• **EXERCISE BRIEF**:
Repeat exactly, and only, the lines from the one holding "white banner and record the coordinates." through the last line of the records below.

[Begin SUPPLIED DATA]

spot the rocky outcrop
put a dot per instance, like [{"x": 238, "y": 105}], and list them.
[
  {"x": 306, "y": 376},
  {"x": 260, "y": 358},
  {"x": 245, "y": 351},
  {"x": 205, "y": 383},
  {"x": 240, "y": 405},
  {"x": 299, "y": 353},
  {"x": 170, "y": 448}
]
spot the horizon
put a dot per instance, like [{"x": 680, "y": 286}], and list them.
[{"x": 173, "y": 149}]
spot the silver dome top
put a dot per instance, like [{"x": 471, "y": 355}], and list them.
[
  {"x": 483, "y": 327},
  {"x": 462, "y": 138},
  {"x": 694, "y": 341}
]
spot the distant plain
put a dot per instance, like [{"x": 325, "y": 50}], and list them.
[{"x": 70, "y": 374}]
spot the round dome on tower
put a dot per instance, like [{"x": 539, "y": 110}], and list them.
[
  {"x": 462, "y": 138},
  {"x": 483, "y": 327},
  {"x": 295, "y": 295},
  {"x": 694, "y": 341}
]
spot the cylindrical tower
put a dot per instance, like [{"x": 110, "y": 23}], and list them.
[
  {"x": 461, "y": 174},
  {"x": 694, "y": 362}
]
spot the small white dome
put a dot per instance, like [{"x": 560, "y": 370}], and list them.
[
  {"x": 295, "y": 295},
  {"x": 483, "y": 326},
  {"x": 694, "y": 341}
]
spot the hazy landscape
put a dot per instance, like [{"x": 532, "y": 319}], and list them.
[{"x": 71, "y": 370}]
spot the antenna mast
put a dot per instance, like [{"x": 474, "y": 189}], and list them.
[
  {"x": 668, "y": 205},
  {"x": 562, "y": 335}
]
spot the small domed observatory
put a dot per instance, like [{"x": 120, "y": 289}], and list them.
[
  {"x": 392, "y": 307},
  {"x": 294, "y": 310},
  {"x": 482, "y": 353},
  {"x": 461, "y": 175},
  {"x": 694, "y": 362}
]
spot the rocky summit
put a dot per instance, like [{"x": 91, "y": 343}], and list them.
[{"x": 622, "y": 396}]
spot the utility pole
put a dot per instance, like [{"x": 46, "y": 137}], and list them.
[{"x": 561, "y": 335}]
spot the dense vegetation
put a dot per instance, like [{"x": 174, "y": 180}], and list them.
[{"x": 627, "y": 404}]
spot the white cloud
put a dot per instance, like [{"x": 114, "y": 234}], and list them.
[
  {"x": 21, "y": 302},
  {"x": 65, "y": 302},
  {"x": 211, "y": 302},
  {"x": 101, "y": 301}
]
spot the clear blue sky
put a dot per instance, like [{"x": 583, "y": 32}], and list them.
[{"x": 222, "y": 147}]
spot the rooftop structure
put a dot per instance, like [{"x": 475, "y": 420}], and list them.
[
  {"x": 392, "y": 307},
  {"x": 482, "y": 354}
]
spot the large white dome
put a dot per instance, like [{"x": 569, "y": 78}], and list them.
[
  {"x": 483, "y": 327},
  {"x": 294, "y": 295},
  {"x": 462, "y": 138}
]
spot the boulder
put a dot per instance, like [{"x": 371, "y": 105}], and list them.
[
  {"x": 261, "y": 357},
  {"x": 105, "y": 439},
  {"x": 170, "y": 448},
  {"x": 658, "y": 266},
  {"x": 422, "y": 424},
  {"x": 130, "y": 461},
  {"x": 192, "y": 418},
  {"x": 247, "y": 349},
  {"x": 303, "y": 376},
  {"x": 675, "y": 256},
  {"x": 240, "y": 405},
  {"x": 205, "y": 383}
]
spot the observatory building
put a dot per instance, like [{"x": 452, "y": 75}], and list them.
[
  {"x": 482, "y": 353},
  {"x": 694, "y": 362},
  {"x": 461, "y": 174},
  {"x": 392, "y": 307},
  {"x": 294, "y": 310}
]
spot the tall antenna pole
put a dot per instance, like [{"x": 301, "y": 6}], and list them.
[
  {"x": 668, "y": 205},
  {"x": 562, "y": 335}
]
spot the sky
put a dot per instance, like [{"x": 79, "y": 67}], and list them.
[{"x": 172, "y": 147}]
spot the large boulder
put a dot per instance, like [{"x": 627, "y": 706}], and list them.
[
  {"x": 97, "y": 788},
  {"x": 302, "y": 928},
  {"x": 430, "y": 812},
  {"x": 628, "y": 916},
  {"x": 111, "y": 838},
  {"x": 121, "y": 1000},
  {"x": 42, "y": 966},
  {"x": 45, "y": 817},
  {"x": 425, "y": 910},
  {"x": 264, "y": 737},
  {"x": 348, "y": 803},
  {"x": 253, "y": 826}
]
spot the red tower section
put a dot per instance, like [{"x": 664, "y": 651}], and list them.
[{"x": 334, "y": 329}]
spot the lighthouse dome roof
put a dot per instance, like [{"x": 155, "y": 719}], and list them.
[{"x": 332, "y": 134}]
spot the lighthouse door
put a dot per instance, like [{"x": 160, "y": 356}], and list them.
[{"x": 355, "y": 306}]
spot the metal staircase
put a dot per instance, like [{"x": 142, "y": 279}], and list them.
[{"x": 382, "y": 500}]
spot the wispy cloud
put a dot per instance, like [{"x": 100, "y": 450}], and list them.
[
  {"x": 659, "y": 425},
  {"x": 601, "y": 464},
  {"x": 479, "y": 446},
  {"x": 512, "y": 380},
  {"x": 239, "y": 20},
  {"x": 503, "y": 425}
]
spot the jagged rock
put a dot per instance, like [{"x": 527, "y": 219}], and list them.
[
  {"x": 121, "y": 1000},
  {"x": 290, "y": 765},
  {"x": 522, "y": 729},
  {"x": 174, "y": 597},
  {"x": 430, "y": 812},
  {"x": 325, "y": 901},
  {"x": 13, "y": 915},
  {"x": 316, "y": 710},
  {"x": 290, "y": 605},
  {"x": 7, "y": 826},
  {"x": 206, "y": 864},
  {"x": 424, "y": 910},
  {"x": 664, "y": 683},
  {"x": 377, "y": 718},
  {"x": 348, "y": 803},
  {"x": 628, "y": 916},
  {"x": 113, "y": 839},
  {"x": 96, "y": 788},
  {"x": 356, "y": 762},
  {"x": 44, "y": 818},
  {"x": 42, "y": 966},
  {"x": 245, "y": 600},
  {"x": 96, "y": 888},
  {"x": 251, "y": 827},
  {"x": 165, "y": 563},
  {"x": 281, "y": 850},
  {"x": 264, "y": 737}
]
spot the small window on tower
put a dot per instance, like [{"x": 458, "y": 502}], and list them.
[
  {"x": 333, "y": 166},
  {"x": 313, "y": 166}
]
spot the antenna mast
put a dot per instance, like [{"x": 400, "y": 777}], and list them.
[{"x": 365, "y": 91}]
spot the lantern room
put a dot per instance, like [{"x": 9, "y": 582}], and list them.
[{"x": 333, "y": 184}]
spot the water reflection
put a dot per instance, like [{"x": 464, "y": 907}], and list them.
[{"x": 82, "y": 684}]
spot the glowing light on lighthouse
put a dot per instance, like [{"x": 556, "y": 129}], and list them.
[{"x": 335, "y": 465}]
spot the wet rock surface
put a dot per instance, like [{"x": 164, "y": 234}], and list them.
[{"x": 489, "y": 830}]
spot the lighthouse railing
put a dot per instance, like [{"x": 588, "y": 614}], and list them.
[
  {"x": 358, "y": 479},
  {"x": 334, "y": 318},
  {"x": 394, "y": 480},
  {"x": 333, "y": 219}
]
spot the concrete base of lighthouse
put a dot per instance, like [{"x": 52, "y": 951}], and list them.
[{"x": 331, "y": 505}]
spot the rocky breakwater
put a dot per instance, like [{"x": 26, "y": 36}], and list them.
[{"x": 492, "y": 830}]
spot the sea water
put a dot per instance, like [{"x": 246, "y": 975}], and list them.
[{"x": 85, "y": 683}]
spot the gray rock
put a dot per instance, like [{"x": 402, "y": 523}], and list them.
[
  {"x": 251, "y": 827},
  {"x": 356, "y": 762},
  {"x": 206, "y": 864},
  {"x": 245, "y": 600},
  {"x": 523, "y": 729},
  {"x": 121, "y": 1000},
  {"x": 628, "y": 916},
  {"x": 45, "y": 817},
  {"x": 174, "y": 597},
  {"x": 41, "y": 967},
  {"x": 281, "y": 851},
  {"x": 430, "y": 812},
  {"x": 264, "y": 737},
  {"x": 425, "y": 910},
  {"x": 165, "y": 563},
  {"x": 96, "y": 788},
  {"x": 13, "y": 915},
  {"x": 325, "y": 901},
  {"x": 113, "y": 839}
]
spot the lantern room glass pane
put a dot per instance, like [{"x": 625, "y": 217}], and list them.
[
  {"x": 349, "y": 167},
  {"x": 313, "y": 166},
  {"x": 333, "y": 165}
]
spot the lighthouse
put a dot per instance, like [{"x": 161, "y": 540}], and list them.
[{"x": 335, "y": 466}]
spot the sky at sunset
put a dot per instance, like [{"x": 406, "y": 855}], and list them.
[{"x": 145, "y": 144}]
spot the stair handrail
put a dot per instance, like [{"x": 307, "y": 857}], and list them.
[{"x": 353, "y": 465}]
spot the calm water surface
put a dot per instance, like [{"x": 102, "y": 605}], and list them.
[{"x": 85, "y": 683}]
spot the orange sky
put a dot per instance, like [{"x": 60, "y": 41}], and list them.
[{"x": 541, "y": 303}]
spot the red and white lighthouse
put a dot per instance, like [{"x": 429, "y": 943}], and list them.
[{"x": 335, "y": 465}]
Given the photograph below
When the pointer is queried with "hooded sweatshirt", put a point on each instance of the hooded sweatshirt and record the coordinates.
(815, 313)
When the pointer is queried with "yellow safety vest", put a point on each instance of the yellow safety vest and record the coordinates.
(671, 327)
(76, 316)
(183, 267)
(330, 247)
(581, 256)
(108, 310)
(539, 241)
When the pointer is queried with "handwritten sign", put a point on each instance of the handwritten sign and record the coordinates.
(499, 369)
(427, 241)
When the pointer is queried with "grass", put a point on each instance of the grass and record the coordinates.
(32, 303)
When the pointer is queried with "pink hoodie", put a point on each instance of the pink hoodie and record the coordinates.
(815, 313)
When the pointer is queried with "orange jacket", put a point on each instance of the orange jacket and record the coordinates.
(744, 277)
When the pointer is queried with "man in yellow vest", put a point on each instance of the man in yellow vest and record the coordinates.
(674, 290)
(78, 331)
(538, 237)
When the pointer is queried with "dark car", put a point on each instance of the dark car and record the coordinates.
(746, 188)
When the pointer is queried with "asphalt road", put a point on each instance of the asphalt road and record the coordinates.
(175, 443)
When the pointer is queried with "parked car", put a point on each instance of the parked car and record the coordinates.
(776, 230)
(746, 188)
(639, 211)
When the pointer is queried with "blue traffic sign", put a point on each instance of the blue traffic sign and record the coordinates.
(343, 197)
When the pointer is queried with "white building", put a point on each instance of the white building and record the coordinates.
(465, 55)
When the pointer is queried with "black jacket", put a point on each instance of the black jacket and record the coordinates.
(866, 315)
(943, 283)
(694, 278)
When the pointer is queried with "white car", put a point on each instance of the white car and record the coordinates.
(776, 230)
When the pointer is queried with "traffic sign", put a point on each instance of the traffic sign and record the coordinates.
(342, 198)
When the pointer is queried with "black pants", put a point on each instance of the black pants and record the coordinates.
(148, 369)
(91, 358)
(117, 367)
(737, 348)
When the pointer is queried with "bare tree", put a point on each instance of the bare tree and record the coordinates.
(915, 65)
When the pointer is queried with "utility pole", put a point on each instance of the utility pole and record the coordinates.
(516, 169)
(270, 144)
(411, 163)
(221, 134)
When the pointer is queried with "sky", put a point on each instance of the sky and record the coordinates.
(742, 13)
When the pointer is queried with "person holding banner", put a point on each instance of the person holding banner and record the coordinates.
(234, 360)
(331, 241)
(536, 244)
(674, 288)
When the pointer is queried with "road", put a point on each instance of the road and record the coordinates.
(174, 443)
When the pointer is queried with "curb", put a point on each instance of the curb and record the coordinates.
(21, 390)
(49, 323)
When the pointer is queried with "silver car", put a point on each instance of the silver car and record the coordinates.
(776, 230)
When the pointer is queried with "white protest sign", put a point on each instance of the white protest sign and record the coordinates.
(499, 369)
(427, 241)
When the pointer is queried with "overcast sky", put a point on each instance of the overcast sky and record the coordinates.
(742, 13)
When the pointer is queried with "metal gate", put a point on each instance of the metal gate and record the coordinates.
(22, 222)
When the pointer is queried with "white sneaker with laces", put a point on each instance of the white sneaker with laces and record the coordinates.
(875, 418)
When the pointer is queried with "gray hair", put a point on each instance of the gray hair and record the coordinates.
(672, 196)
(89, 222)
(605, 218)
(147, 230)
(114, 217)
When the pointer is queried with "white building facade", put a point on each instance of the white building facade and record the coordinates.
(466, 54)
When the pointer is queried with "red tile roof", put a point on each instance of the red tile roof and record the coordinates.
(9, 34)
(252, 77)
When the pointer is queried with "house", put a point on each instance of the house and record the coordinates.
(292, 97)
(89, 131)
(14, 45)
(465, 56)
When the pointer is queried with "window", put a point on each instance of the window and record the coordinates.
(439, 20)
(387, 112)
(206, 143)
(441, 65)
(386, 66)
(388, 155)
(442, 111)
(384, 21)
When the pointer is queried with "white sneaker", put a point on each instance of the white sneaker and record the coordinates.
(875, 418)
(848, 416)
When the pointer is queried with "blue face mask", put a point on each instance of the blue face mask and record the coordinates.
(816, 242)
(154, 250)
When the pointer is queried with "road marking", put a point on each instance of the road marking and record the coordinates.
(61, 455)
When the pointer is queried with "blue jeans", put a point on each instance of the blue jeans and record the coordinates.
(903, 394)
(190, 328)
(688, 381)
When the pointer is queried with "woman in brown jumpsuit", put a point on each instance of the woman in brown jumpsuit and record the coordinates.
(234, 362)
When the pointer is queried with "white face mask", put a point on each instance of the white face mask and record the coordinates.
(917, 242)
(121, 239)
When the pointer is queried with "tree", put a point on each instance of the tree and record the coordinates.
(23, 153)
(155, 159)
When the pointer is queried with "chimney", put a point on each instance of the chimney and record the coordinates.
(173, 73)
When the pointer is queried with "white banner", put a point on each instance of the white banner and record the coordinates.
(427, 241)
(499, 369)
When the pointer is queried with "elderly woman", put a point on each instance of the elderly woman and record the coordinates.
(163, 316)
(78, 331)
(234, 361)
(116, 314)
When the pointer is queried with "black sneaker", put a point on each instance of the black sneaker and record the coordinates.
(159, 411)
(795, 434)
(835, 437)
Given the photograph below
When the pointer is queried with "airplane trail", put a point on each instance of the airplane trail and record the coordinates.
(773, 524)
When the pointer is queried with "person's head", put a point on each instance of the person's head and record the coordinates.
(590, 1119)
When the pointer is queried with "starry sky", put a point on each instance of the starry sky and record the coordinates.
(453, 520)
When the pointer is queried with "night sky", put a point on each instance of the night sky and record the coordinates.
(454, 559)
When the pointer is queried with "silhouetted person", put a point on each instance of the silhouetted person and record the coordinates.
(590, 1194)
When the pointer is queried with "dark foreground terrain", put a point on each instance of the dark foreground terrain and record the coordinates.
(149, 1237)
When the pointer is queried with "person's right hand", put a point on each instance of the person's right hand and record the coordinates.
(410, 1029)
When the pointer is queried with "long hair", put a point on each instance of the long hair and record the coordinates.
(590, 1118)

[End SUPPLIED DATA]

• **RESPONSE TO THIS TASK**:
When the pointer is queried with "white banner", put a point on each instance of the white banner and record the coordinates.
(427, 241)
(499, 369)
When the pointer is queried with "elderly woman", put a point on each instance of the elderly woman and record the coordinates.
(163, 316)
(78, 331)
(234, 361)
(116, 314)
When the pointer is queried with "black sneaker", put a point on each instance of the black sneaker and record the coordinates.
(159, 411)
(795, 434)
(835, 437)
Given the photograph below
When the pointer is queried with "airplane trail", put a point on each instance of the airplane trail and record the coordinates.
(773, 524)
When the pointer is queried with "person's head", put a point on each instance of the person's head and record the coordinates.
(590, 1119)
When the pointer is queried with "starry sky", put a point on each instance of the starry sky and record the coordinates.
(453, 520)
When the pointer is queried with "night sky", put a point on each instance of the night sky and record the coordinates.
(454, 559)
When the pointer is queried with "silhouetted person", put a point on each instance of the silhouetted person and record the coordinates.
(590, 1194)
When the pointer is queried with "dark foreground terrain", put a point on each instance of the dark foreground terrain and record the coordinates.
(149, 1237)
When the pointer is queried with "person's right hand", put a point on each instance of the person's right hand and record the coordinates.
(410, 1029)
When the pointer is queried with "long hair", put a point on each instance of the long hair and record the coordinates.
(590, 1118)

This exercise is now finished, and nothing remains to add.